__Position annotation records__.
START

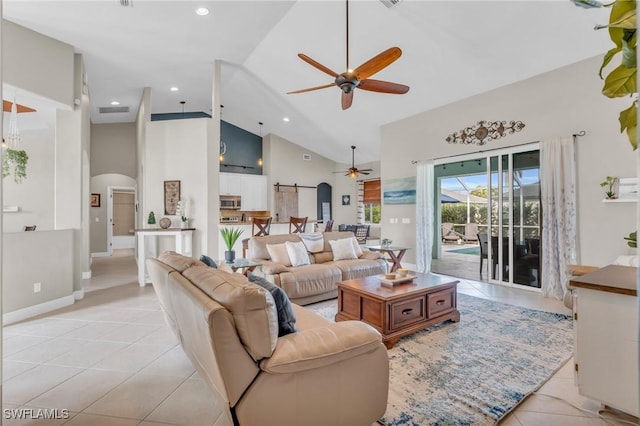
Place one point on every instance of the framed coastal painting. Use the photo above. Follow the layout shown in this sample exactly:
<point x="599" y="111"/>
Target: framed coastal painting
<point x="399" y="191"/>
<point x="171" y="196"/>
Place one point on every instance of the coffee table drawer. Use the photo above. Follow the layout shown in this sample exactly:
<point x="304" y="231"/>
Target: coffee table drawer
<point x="406" y="312"/>
<point x="440" y="302"/>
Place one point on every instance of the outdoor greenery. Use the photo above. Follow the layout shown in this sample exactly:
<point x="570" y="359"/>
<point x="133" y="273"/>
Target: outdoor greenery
<point x="16" y="160"/>
<point x="621" y="81"/>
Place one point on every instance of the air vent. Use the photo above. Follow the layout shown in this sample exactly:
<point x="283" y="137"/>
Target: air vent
<point x="390" y="3"/>
<point x="111" y="110"/>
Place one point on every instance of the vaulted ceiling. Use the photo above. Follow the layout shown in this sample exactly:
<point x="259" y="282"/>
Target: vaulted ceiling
<point x="451" y="50"/>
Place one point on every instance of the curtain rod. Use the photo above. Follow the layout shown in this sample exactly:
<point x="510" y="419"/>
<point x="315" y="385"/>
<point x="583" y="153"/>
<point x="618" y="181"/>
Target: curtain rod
<point x="575" y="135"/>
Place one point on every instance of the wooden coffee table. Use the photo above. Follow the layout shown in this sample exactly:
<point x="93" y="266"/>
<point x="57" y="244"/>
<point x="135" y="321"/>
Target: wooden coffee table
<point x="400" y="310"/>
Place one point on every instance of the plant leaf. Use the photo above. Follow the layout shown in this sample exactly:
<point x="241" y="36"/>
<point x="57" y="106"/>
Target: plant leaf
<point x="620" y="82"/>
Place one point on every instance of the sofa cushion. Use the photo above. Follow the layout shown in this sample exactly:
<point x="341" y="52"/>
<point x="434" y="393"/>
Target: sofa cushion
<point x="178" y="262"/>
<point x="343" y="249"/>
<point x="313" y="242"/>
<point x="253" y="308"/>
<point x="208" y="261"/>
<point x="278" y="254"/>
<point x="286" y="316"/>
<point x="297" y="253"/>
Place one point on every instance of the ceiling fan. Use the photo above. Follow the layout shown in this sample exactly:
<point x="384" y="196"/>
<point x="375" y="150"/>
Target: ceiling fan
<point x="349" y="80"/>
<point x="353" y="170"/>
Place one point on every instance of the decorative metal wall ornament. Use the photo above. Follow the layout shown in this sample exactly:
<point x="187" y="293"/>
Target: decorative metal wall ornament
<point x="484" y="132"/>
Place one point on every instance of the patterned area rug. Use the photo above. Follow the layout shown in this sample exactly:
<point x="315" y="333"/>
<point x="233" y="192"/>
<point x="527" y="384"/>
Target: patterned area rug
<point x="475" y="371"/>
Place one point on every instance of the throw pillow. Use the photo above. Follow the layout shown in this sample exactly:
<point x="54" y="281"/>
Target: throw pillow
<point x="343" y="249"/>
<point x="313" y="242"/>
<point x="297" y="253"/>
<point x="356" y="247"/>
<point x="278" y="254"/>
<point x="208" y="261"/>
<point x="286" y="316"/>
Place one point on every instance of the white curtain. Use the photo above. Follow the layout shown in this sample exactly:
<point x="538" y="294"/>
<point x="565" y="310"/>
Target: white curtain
<point x="424" y="216"/>
<point x="558" y="191"/>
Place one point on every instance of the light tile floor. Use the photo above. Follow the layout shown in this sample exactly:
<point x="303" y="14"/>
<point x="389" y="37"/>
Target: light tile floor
<point x="110" y="360"/>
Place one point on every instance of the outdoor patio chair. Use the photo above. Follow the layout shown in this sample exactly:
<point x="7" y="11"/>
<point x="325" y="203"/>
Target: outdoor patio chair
<point x="471" y="232"/>
<point x="449" y="234"/>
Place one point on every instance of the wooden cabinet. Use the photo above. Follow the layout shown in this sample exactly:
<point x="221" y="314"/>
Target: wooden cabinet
<point x="251" y="188"/>
<point x="606" y="336"/>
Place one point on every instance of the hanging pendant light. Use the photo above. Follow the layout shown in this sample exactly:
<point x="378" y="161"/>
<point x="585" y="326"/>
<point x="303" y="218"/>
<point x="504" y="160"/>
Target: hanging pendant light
<point x="13" y="137"/>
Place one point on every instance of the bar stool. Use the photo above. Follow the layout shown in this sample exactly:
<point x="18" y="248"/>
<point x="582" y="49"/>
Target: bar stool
<point x="297" y="224"/>
<point x="263" y="224"/>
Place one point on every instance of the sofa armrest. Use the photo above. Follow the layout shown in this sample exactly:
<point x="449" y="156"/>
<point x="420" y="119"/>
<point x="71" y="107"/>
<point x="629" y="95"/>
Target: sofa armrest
<point x="320" y="347"/>
<point x="371" y="255"/>
<point x="272" y="268"/>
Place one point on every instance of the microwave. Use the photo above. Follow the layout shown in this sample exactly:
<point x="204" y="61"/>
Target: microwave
<point x="230" y="202"/>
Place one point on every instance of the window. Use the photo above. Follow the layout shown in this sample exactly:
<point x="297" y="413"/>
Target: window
<point x="371" y="201"/>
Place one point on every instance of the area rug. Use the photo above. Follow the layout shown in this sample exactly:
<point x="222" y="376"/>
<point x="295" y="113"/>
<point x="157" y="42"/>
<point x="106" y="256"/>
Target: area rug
<point x="475" y="371"/>
<point x="468" y="250"/>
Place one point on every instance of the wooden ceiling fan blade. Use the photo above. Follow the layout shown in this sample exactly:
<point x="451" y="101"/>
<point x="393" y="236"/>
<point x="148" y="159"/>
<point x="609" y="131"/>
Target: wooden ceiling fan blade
<point x="377" y="63"/>
<point x="383" y="86"/>
<point x="317" y="65"/>
<point x="347" y="100"/>
<point x="311" y="89"/>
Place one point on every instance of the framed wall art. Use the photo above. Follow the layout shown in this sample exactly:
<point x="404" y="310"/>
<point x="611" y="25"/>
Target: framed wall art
<point x="171" y="196"/>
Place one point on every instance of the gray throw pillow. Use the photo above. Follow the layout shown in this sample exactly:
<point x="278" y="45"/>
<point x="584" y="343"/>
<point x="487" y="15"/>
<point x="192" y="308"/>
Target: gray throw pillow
<point x="208" y="261"/>
<point x="286" y="316"/>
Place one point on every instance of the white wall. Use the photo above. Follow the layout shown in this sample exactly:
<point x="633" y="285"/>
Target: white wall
<point x="35" y="195"/>
<point x="557" y="103"/>
<point x="175" y="150"/>
<point x="98" y="215"/>
<point x="113" y="149"/>
<point x="37" y="63"/>
<point x="283" y="163"/>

END

__Your goal__. The data should be printed again unchanged; leave its pictures out.

__Written response__.
Place one point on every instance of the framed coastal painting. Use the photo above. Follow the layout shown in this sample exactly:
<point x="599" y="111"/>
Target: framed coastal painting
<point x="399" y="191"/>
<point x="171" y="196"/>
Place one point on every instance of the coffee table drawer. Use the photo above. Follow the layout shown in this sample exactly:
<point x="304" y="231"/>
Target: coffee table drawer
<point x="406" y="312"/>
<point x="440" y="302"/>
Place one point on every instance of the outdoor greenery. Use the photo above. Follow the layout shown in this sample exactly:
<point x="570" y="359"/>
<point x="133" y="273"/>
Target: outdoor greenery
<point x="16" y="160"/>
<point x="621" y="81"/>
Place one point on every instance of the air vent. Use the photo above. Follow the layout shown in this sample exactly:
<point x="283" y="137"/>
Target: air vent
<point x="390" y="3"/>
<point x="111" y="110"/>
Place one point on every instance of the vaulted ceiling. Use the photo above. Follow the layout shown in this sample exactly:
<point x="259" y="282"/>
Target: vaulted ceiling
<point x="451" y="50"/>
Place one point on every instance of the curtain rod. Use the photo above. Follow the layout shown in this sample exactly:
<point x="510" y="419"/>
<point x="315" y="385"/>
<point x="583" y="153"/>
<point x="618" y="181"/>
Target: curtain rod
<point x="575" y="135"/>
Place one point on every instance of the wooden coffee table. Use the photo above. Follow the layout shown in this sample exactly:
<point x="93" y="266"/>
<point x="57" y="244"/>
<point x="135" y="321"/>
Target: wooden coffee table
<point x="400" y="310"/>
Place one point on every instance of the plant leaf. Use the photo above. Follow the layout shown in this sample exactly:
<point x="241" y="36"/>
<point x="57" y="106"/>
Target: plant leaf
<point x="620" y="82"/>
Place one point on every instance of the sofa cushion. Use the photo above. Follow the layout shown in this sample exactly:
<point x="341" y="52"/>
<point x="434" y="393"/>
Target: sofa cushion
<point x="178" y="262"/>
<point x="343" y="249"/>
<point x="313" y="242"/>
<point x="253" y="308"/>
<point x="208" y="261"/>
<point x="278" y="254"/>
<point x="286" y="316"/>
<point x="297" y="253"/>
Place one point on every instance of the ceiling fan. Use the photo above. Follow the layout shown in this sample exactly:
<point x="384" y="196"/>
<point x="375" y="150"/>
Target: ceiling fan
<point x="349" y="80"/>
<point x="353" y="170"/>
Place one point on every instance of the decorative metal wall ornament. Use the photo above. Follow the layout shown in this sample exactly:
<point x="187" y="293"/>
Target: decorative metal wall ornament
<point x="484" y="132"/>
Place one point on every instance of the patterned area rug. Use the photo above. Follow the layout shown in this sample exactly:
<point x="315" y="333"/>
<point x="233" y="192"/>
<point x="527" y="384"/>
Target: patterned area rug
<point x="475" y="371"/>
Place one point on every instance of the throw pillow. Use the photo above. Follow the layout shown in this sample exactly:
<point x="54" y="281"/>
Target: throw pillow
<point x="343" y="249"/>
<point x="313" y="242"/>
<point x="297" y="253"/>
<point x="356" y="247"/>
<point x="278" y="254"/>
<point x="208" y="261"/>
<point x="286" y="316"/>
Place one point on every instance of the white curtain. Use the photo above. Follow the layout shown in this sample exactly:
<point x="538" y="294"/>
<point x="565" y="310"/>
Target: white curtain
<point x="424" y="216"/>
<point x="558" y="191"/>
Place one point on every instance of the light tile floor. Use the photo above. Follow the layout shown in this sample exactly:
<point x="303" y="14"/>
<point x="389" y="37"/>
Target: light tile floor
<point x="110" y="360"/>
Place one point on every instance of the outdoor patio chair. Use the photo above. Follow the layout shown in this sample exactly:
<point x="7" y="11"/>
<point x="325" y="203"/>
Target: outdoor patio chair
<point x="471" y="232"/>
<point x="449" y="234"/>
Place one point on every instance of the wooden cabinet. Use the photo above. Follow the layout shown in this sample exactly:
<point x="221" y="314"/>
Target: wooden cabinet
<point x="251" y="188"/>
<point x="606" y="336"/>
Place one point on every instance of the hanging pendant light. Use the photo above. Follow the layout shown in this sample exactly:
<point x="378" y="161"/>
<point x="585" y="326"/>
<point x="303" y="218"/>
<point x="504" y="160"/>
Target: hanging pendant light
<point x="13" y="137"/>
Place one point on every instance of the bar stool. Use the photo above. Follow the layout shown in this sample exactly:
<point x="18" y="248"/>
<point x="582" y="49"/>
Target: bar stool
<point x="297" y="224"/>
<point x="263" y="224"/>
Place one point on every instance of the sofa armrest. Use the photo above. Follow the layout shown in this sample exactly:
<point x="449" y="156"/>
<point x="420" y="119"/>
<point x="71" y="107"/>
<point x="629" y="95"/>
Target: sofa armrest
<point x="320" y="347"/>
<point x="371" y="255"/>
<point x="272" y="268"/>
Place one point on every instance of the microwave. Use the photo above. Follow the layout shown in this sample exactly:
<point x="204" y="61"/>
Target: microwave
<point x="230" y="202"/>
Place one point on every instance of the window. Use the photo above. Follow the layout shown in this sample exactly:
<point x="297" y="413"/>
Target: window
<point x="371" y="201"/>
Place one point on every instance of the area rug. Use the photo above. Follow the layout shown in this sample exactly:
<point x="222" y="376"/>
<point x="295" y="113"/>
<point x="157" y="42"/>
<point x="106" y="256"/>
Target: area rug
<point x="475" y="371"/>
<point x="468" y="250"/>
Place one point on every instance of the wooden ceiling fan blade. Use the photo above. Follow the layout shown in this sample exactly:
<point x="451" y="101"/>
<point x="393" y="236"/>
<point x="148" y="159"/>
<point x="609" y="131"/>
Target: wooden ceiling fan blade
<point x="377" y="63"/>
<point x="383" y="86"/>
<point x="317" y="65"/>
<point x="347" y="100"/>
<point x="311" y="89"/>
Place one point on every instance of the framed wall art. Use the photo above. Follow the layout shown in this sample exactly:
<point x="404" y="310"/>
<point x="611" y="25"/>
Target: framed wall art
<point x="171" y="196"/>
Place one point on every instance of the gray throw pillow. Use the photo above. Follow the layout shown in this sample exactly:
<point x="278" y="45"/>
<point x="584" y="343"/>
<point x="487" y="15"/>
<point x="192" y="308"/>
Target: gray throw pillow
<point x="208" y="261"/>
<point x="286" y="316"/>
Place one point on every instance of the white wall. Use the photo above. Follow the layout shown in this sample exactly:
<point x="633" y="285"/>
Target: white wall
<point x="35" y="195"/>
<point x="557" y="103"/>
<point x="175" y="150"/>
<point x="98" y="215"/>
<point x="113" y="149"/>
<point x="37" y="63"/>
<point x="283" y="163"/>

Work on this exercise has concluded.